▶ _WHAT IS EXPECTED_:
Each line in the data holding "door" should be listed.

▶ _ENTRIES SHOWN_:

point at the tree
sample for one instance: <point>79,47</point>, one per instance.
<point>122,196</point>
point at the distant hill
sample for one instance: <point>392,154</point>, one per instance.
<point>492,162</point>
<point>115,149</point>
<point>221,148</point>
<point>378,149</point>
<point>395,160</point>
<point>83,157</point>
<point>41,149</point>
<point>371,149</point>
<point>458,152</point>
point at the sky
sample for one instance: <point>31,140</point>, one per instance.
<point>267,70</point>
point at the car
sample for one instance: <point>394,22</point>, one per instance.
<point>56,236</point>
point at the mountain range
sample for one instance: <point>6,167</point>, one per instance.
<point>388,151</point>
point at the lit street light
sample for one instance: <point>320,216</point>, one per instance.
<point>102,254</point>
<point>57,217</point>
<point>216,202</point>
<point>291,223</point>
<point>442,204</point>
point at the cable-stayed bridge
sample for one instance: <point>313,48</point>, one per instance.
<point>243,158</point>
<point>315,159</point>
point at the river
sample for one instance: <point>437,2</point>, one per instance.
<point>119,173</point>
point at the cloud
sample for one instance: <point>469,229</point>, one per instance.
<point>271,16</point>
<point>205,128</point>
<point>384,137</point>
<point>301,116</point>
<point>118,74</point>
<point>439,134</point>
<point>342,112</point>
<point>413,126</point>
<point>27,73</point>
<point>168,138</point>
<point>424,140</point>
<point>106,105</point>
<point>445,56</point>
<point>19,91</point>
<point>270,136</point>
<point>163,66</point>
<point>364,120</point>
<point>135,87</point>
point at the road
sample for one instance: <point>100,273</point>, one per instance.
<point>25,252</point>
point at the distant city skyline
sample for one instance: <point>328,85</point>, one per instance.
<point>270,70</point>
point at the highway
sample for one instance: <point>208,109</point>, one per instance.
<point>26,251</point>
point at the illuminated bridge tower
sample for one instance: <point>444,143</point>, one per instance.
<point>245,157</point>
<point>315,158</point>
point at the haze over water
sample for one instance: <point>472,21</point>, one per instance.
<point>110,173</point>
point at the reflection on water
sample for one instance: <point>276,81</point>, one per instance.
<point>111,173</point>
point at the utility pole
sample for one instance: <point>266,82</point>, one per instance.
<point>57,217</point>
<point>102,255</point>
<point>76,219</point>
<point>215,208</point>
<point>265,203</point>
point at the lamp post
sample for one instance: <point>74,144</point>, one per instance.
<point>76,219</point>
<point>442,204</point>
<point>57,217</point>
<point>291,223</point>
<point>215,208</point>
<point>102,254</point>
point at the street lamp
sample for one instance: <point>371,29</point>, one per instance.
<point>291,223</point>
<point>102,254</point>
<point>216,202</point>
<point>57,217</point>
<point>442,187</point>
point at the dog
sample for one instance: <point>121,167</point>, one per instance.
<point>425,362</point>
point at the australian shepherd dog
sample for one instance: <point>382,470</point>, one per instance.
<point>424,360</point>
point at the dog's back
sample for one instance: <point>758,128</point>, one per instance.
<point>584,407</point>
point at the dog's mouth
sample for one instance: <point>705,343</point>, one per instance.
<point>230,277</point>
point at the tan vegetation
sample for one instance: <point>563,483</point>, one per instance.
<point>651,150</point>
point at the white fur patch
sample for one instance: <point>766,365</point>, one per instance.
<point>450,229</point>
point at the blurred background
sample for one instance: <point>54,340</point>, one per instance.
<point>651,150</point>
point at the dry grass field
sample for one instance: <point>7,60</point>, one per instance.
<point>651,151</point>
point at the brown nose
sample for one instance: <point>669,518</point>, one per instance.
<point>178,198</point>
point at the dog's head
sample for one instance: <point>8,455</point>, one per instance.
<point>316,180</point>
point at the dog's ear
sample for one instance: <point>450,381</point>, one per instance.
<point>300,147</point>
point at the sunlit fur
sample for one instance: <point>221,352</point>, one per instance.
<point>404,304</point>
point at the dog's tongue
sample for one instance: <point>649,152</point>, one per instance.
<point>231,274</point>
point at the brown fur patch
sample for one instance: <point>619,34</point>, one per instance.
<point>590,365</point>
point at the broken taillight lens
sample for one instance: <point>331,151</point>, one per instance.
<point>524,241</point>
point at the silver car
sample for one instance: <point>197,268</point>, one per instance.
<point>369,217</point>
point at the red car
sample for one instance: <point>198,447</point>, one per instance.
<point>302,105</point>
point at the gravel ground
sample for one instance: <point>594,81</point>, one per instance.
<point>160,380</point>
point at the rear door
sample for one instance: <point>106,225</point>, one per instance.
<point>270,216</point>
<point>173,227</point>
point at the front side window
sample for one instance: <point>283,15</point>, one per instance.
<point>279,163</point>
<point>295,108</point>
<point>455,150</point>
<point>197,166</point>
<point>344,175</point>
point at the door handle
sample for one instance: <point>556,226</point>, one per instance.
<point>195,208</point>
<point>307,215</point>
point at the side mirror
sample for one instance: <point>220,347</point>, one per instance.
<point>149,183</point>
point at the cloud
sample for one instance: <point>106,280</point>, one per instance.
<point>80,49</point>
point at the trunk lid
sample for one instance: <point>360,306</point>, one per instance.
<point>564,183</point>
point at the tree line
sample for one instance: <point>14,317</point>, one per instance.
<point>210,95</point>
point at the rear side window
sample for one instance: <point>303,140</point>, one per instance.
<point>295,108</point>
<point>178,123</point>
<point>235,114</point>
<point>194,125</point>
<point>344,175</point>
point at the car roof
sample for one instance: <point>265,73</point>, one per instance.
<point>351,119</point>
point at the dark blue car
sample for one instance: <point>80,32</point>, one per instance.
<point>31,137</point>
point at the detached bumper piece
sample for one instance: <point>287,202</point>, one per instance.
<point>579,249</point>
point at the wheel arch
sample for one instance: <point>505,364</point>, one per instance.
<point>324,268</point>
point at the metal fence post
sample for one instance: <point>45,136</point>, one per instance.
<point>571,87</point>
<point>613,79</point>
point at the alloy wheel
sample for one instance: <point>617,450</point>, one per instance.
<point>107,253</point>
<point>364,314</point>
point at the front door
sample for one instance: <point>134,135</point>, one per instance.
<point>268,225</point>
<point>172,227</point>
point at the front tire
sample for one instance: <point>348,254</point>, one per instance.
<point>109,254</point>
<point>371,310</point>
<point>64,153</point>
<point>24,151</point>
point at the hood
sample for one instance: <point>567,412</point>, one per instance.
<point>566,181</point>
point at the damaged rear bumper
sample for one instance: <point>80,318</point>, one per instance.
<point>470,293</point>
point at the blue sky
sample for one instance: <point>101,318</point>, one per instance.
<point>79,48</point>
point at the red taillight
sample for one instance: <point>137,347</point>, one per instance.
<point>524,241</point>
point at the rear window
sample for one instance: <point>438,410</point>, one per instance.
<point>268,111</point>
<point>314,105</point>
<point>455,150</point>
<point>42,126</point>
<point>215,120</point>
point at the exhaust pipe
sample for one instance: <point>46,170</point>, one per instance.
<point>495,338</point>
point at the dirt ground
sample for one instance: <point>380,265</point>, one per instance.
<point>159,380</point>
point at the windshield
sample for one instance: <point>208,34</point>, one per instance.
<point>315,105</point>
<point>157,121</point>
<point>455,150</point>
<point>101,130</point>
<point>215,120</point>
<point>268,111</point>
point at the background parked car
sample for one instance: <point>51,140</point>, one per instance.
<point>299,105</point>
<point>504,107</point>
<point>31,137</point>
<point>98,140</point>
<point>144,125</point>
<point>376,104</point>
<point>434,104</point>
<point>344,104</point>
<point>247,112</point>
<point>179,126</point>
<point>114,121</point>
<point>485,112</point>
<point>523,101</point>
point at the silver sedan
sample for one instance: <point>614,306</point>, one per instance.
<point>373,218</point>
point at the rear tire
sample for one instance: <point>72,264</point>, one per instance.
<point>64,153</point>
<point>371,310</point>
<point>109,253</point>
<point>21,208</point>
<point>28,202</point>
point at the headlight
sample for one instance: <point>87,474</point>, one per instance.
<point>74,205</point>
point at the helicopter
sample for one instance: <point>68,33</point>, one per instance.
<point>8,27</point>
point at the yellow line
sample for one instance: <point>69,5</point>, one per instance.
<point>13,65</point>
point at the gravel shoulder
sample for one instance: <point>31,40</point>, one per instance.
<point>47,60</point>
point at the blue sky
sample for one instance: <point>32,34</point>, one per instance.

▶ _RESPONSE TO THE EXERCISE_:
point at the rear door
point at the door handle
point at the front door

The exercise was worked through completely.